**Data supplied**

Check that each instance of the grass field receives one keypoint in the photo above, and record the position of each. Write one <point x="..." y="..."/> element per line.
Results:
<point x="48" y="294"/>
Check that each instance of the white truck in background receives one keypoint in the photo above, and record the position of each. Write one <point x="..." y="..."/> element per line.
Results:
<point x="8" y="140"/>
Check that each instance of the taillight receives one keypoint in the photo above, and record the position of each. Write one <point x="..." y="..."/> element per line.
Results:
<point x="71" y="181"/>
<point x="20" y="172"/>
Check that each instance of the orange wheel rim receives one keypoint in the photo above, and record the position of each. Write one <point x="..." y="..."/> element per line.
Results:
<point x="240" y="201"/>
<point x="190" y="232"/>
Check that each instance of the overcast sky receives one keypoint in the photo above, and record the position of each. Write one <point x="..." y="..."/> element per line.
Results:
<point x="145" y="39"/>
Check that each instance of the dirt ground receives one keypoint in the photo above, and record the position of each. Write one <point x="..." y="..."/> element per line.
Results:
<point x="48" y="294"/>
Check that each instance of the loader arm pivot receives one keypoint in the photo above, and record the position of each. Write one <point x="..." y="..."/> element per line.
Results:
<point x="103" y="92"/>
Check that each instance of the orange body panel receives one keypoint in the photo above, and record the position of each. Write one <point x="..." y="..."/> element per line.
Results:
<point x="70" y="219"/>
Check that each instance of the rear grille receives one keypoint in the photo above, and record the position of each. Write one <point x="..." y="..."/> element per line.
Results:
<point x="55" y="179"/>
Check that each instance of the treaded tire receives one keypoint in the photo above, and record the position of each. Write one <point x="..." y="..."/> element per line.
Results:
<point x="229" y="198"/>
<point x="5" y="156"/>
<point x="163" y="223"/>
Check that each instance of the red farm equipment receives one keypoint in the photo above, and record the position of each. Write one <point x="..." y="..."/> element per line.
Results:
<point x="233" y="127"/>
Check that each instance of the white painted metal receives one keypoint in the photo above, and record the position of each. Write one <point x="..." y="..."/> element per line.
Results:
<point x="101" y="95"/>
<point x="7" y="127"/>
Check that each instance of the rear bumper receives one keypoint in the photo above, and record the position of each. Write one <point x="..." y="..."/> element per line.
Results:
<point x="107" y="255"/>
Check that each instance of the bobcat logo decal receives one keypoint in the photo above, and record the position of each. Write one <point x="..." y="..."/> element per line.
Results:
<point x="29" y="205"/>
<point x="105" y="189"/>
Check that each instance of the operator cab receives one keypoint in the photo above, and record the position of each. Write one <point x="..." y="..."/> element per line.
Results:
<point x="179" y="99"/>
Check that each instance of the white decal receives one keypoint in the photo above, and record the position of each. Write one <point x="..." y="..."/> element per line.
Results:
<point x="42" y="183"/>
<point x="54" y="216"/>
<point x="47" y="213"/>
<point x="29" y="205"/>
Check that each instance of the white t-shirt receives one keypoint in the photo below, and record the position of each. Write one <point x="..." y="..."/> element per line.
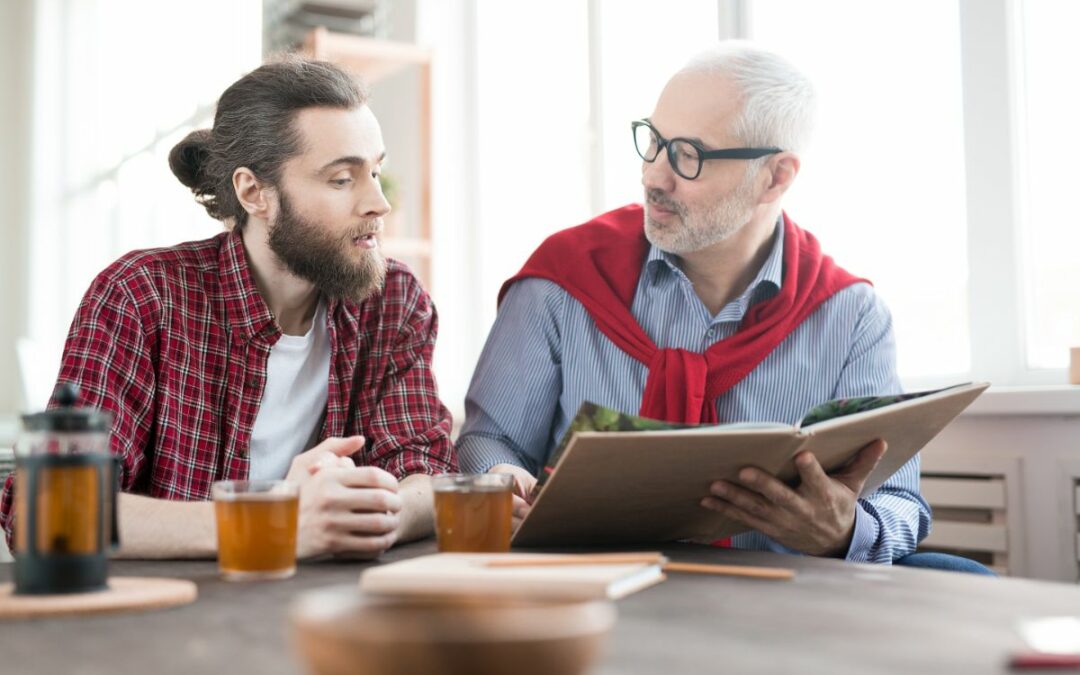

**Goal**
From the entries above, pick out every line that contains the string "decal" and copy each one in full, with matching that is case-sensitive.

**Reply**
Check that each instance of the bobcat logo decal receives one keypoint in the photo above, and record the position of each. Write one <point x="..." y="..."/> element per line.
Check that each instance of the white decal receives one keypoint in the photo above, and record the position of each. Write one <point x="..." y="..."/> element per line.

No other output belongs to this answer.